» **WHAT YOU HAVE TO DO**
Give the records below again exactly, and exclude each picture.

» **MATERIAL SUPPLIED**
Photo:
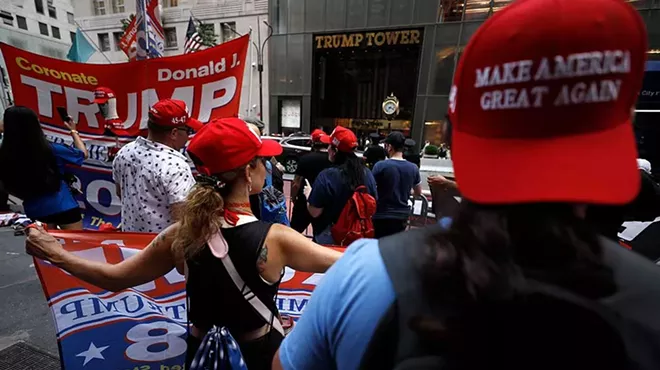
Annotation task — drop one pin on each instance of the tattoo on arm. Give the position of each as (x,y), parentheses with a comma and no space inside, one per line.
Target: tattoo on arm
(263,259)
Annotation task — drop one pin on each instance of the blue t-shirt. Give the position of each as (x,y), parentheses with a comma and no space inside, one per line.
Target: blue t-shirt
(331,193)
(62,200)
(395,179)
(343,313)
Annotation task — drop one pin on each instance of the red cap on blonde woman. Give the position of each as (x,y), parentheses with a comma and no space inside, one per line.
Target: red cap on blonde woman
(226,144)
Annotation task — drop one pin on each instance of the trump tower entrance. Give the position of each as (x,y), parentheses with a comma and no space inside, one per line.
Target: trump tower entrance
(354,72)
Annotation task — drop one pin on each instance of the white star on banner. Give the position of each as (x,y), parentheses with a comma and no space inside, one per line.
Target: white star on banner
(92,353)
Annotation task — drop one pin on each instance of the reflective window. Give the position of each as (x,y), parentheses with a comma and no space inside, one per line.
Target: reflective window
(444,58)
(295,64)
(296,16)
(314,12)
(377,13)
(356,13)
(477,9)
(335,14)
(402,11)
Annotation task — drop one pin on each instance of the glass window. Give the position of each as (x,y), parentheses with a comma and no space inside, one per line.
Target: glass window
(104,41)
(426,11)
(118,6)
(314,12)
(357,9)
(228,31)
(444,58)
(116,36)
(402,11)
(43,29)
(99,7)
(7,18)
(39,6)
(377,13)
(21,22)
(170,37)
(451,11)
(469,28)
(335,14)
(277,46)
(279,10)
(295,64)
(296,16)
(477,9)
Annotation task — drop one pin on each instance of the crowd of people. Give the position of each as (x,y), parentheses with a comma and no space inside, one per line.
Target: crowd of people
(523,276)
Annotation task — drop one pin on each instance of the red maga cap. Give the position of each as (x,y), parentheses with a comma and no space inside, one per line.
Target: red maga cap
(102,95)
(173,113)
(343,139)
(226,144)
(542,102)
(319,136)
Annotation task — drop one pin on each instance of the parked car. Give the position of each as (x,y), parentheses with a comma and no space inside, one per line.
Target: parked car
(294,147)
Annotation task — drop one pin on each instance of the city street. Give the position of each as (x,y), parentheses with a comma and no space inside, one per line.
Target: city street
(26,316)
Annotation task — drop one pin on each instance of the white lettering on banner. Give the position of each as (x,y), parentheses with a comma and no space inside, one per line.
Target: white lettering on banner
(93,189)
(75,108)
(213,67)
(594,63)
(146,336)
(44,90)
(210,102)
(88,309)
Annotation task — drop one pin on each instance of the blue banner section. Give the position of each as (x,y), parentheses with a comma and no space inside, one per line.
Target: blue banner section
(97,196)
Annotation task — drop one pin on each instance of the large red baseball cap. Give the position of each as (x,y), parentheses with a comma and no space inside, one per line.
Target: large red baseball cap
(226,144)
(343,139)
(102,95)
(173,113)
(541,104)
(319,136)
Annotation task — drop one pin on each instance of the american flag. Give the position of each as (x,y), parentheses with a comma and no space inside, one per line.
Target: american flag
(193,39)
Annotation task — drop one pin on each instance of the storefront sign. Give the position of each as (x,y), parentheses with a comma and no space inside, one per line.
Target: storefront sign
(368,39)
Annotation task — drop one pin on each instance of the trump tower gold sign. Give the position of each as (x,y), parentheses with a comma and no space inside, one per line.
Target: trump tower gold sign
(368,39)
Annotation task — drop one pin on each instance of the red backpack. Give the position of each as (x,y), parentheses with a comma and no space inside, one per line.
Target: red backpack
(355,219)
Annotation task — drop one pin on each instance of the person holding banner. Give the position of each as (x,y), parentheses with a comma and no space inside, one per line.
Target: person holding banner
(151,175)
(217,241)
(520,280)
(34,170)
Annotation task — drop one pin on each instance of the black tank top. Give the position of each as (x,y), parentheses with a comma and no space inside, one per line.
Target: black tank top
(214,298)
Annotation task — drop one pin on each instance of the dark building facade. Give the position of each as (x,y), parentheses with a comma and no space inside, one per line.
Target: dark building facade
(333,62)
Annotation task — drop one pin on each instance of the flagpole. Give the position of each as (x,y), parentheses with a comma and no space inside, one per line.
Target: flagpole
(92,42)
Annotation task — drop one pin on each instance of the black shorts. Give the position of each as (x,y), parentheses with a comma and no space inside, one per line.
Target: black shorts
(63,218)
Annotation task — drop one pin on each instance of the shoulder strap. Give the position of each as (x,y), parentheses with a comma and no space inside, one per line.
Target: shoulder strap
(401,255)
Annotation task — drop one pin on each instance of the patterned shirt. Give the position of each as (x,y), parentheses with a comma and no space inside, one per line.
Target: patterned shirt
(151,177)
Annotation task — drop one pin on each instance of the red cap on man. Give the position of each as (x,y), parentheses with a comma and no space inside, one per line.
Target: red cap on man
(343,139)
(173,113)
(319,136)
(226,144)
(542,99)
(102,95)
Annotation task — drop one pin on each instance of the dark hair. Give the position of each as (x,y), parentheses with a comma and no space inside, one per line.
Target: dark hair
(29,167)
(351,168)
(476,274)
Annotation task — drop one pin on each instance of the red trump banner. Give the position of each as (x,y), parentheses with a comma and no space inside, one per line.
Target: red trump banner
(143,327)
(209,82)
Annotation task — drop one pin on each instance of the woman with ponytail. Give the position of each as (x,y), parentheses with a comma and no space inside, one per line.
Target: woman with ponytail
(217,226)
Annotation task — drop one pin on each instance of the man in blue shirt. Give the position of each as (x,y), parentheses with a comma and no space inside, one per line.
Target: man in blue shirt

» **ANSWER BOX**
Photo:
Annotation task — drop one pin on each instance of the tattoo on arm. Give the position of each as (x,y), parentheses with a comma and no space inside, one per line.
Target: tattoo on arm
(263,259)
Annotation task — drop one pin on each instance of the blue t-shirt. Give the position of each as (x,y), parentheses with a comma and no space inside, one per line.
Target: blue t-shirt
(331,193)
(62,200)
(395,179)
(343,313)
Annotation task — drop one pin on each instance of the red cap on blonde woman. Give the position of each as (x,y), parentheses with a comma and no space inside, one per line.
Target: red cap on blonde woman
(226,144)
Annotation task — drop one pin on each instance of the trump tower entrance. Give the position of each as (x,y), parentheses with a comma and no space inside, one per line.
Target: trump tower entrance
(354,72)
Annotation task — drop one pin on each instance of the white star on banner. Give the position of each as (x,y), parentheses with a comma and no space inside, one per line.
Target: white star on banner
(92,353)
Annotation task — drop one pin on each instance of the reflective window. Give the position of each as (x,y), parentheses with a comma and no space inside, one per line.
Target: reflective window
(444,58)
(295,64)
(296,16)
(314,12)
(377,13)
(356,13)
(477,9)
(335,14)
(402,11)
Annotation task — drop one pin on each instance of the glass window. Give the position of each as (x,y), parentheses with a comma and no space inside, one per line.
Target: glass window
(104,41)
(426,11)
(118,6)
(314,12)
(357,9)
(228,31)
(444,58)
(116,36)
(402,11)
(43,29)
(99,7)
(7,18)
(39,6)
(377,13)
(21,22)
(170,37)
(451,11)
(469,28)
(335,14)
(277,46)
(279,10)
(295,64)
(296,16)
(477,9)
Annotation task — drop one pin on each instance of the crowd of people. Give the position of each as (x,y), parentheses with a comma and no space inside, one per line.
Target: crowd of people
(523,276)
Annotation task — drop one pin on each instance of the red maga cap. Give the position of each as (x,y), parentheses with a comma and no space inside, one per line.
Target: red maga cap
(102,95)
(173,113)
(343,139)
(226,144)
(542,102)
(319,136)
Annotation task — drop one pin on each instance of the parked car. Give the position of each as (x,y), parentheses with a comma and no space inside, one per line.
Target: parked car
(294,147)
Annotation task — drop one pin on each instance of the city street. Give the position of each as (x,y), parentheses with a comma and no space inside, one per line.
Target: city street
(26,316)
Annotation task — drop one pin on each instance of the white lettering on banner. Give the position of each as (x,y), parentheses with a comma and no space inside, one per line.
Target: white lettering on banner
(93,189)
(75,108)
(213,67)
(594,63)
(146,336)
(44,90)
(210,102)
(88,309)
Annotation task — drop one pin on each instance of the blue banner section. Give the position of each as (x,y), parentheses with a comma and no space inside, one per line.
Target: blue banner section
(97,196)
Annotation task — drop one pin on each instance of the large red baseball cap. Give the position of each as (x,y), parentheses with a comma and no space inside, one per line.
Target: large red baseball cap
(226,144)
(343,139)
(102,95)
(173,113)
(541,104)
(319,136)
Annotation task — drop one pin on each instance of the american flag. Give the position of each as (x,y), parentheses with a comma and no space inside, one per line.
Target: american flag
(193,39)
Annotation task — drop one pin on each instance of the storefront sign. Give the position of each as (x,y), parentheses with a comma and no space inside, one per line.
Target: storefront sign
(368,39)
Annotation task — drop one pin on each instance of the trump tower gold sign. Give the position of each as (x,y), parentheses with a comma and no space inside, one per line.
Target: trump tower gold sign
(368,39)
Annotation task — drop one pin on each instance of the red backpack. Give the position of each as (x,y), parentheses with a comma and no space inside, one per line.
Target: red backpack
(355,219)
Annotation task — drop one pin on each instance of the person holding banner. Give the position of each as (x,y), parentheses with a comma and no space inside, one per line.
Target: person holding banner
(151,175)
(217,241)
(520,280)
(34,170)
Annotation task — drop one pin on each instance of the black tank top. Give the position of each as (x,y), parentheses with a comma and no space inside, one per line.
Target: black tank top
(214,298)
Annotation task — drop one pin on each instance of the dark building facade. Give the position of each as (x,y), parentheses with a comma and no space inside, one per line.
Target: dark building facade
(333,62)
Annotation task — drop one pin on each instance of the flagpole. Give the position of each as (x,y), parentheses with a comma and no space inside, one per line.
Target: flagpole
(92,42)
Annotation task — drop one pin on each instance of the black shorts. Give the position of each as (x,y), parentheses with a comma and no space inside, one per line.
Target: black shorts
(63,218)
Annotation task — drop one pin on each instance of the shoulder strap. Give the position of each as (x,y), parentheses with a comma and no space inside, one per line.
Target: shoulder strap
(401,255)
Annotation task — drop one pin on each instance of the patterned shirt. Give the position of each as (x,y), parentheses with a comma and no space inside, one per line.
Target: patterned shirt
(151,177)
Annotation task — drop one pin on each instance of the red cap on man. Give the position of each as (x,y), parentheses with a comma and no space inside, one per line.
Target: red cap on man
(343,139)
(173,113)
(319,136)
(226,144)
(542,99)
(102,95)
Annotation task — drop one pin on each instance of the dark hair. Give the position of each as (x,y), parentheses with a comma and no space inside, one per line.
Target: dark hair
(29,167)
(351,168)
(476,274)
Annotation task — drop one pin on each instance of the red trump banner. Give the position of each as (x,y), parentheses with a comma and no space inside, one per line.
Target: red trump banner
(143,327)
(209,82)
Annotation task — drop one pin on each instance of the woman with ponytail. Give the position of each as (x,y), parentheses with a comma and no space inside, one per line.
Target: woman with ponytail
(217,226)
Annotation task — drop one pin on each instance of the man in blue shirt. Give the position of each as (x,y), parentheses with a comma and no space inside, one per line.
Target: man in blue shirt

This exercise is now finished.